Testo di partenza:
##############################
Una mossa azzeccata.

Intono il mio singalong personale su ogni pezzo noncurante dell'opinione altrui, di chi mi passa a fianco e mi vede impugnare il cellulare come un microfono oppure picchiare sul volante come se fosse il rullante di una batteria. Come d’incanto cambia la mia visone della situazione. Incomincio a fare finta di essere il protagonista di un videoclip dei Pernice Brothers. La storia di uno pagato per vendere lamiera ma che in realtà é perennemente in balia delle melodie che invadono e pervadono la sua testa. Guidato dalle voci dell’ispirazione. Sempre. Anche nelle situazioni meno indicate alla fruizione della musica.

È da un po’ che voglio rendere omaggio a Joe Pernice.
Joe Pernice è un grande. Pochi contemporanei sanno scrivere canzoni come lui. Pop nell’accezione più nobile del termine. Qualcuno potrebbe dirmi giustamente: “ma i fratelli Gallagher, Robert Pollard, Stephen Merritt e i Teenage Fanclub dove li metti?”. Ok ragazzi, ma sono un’altra cosa...
##############################
Il problema:
Per favore, trascrivi parola per parola il passo del testo su Joe Pernice compreso tra "Intono il mio" e "a Joe Pernice.", estremi inclusi. Le voci riportate qui sono materiale a sé, distinto dal testo su Joe Pernice.
##############################
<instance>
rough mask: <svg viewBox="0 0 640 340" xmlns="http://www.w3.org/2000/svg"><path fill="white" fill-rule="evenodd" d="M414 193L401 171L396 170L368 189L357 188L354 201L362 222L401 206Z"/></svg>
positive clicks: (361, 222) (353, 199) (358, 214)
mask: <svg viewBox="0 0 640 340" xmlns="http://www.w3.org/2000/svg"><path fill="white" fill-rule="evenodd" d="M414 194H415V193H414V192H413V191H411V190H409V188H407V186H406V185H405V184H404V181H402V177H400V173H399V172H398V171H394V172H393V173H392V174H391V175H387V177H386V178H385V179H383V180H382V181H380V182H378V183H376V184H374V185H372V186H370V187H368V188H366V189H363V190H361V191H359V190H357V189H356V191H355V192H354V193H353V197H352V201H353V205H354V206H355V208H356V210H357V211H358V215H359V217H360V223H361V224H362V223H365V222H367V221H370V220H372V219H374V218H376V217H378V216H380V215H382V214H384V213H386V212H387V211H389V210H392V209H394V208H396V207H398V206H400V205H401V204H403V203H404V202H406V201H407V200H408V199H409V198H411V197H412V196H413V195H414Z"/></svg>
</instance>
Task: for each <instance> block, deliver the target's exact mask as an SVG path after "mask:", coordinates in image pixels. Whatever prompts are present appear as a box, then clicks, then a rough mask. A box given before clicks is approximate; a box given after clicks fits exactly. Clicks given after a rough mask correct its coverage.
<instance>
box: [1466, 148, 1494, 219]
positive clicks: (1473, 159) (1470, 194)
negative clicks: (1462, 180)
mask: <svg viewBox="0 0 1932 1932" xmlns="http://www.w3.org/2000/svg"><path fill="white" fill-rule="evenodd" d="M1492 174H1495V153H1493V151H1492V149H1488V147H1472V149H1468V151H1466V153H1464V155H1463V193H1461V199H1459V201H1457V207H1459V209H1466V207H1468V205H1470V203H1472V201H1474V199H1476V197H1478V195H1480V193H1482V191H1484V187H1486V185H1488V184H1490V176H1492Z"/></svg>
##############################
Risultato del compito:
Intono il mio singalong personale su ogni pezzo noncurante dell'opinione altrui, di chi mi passa a fianco e mi vede impugnare il cellulare come un microfono oppure picchiare sul volante come se fosse il rullante di una batteria. Come d’incanto cambia la mia visone della situazione. Incomincio a fare finta di essere il protagonista di un videoclip dei Pernice Brothers. La storia di uno pagato per vendere lamiera ma che in realtà é perennemente in balia delle melodie che invadono e pervadono la sua testa. Guidato dalle voci dell’ispirazione. Sempre. Anche nelle situazioni meno indicate alla fruizione della musica.

È da un po’ che voglio rendere omaggio a Joe Pernice.